* Work required *
Swap "conch shell" for "sea shell" throughout the lines below, keeping everything else the same.

(A block of data)
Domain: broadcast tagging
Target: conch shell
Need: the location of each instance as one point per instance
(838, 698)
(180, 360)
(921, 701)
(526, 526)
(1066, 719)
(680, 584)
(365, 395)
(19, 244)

* Task result *
Domain: broadcast tagging
Target: sea shell
Need: the location of each instance as one point per instance
(838, 698)
(180, 360)
(921, 701)
(526, 526)
(1066, 719)
(680, 584)
(365, 395)
(19, 244)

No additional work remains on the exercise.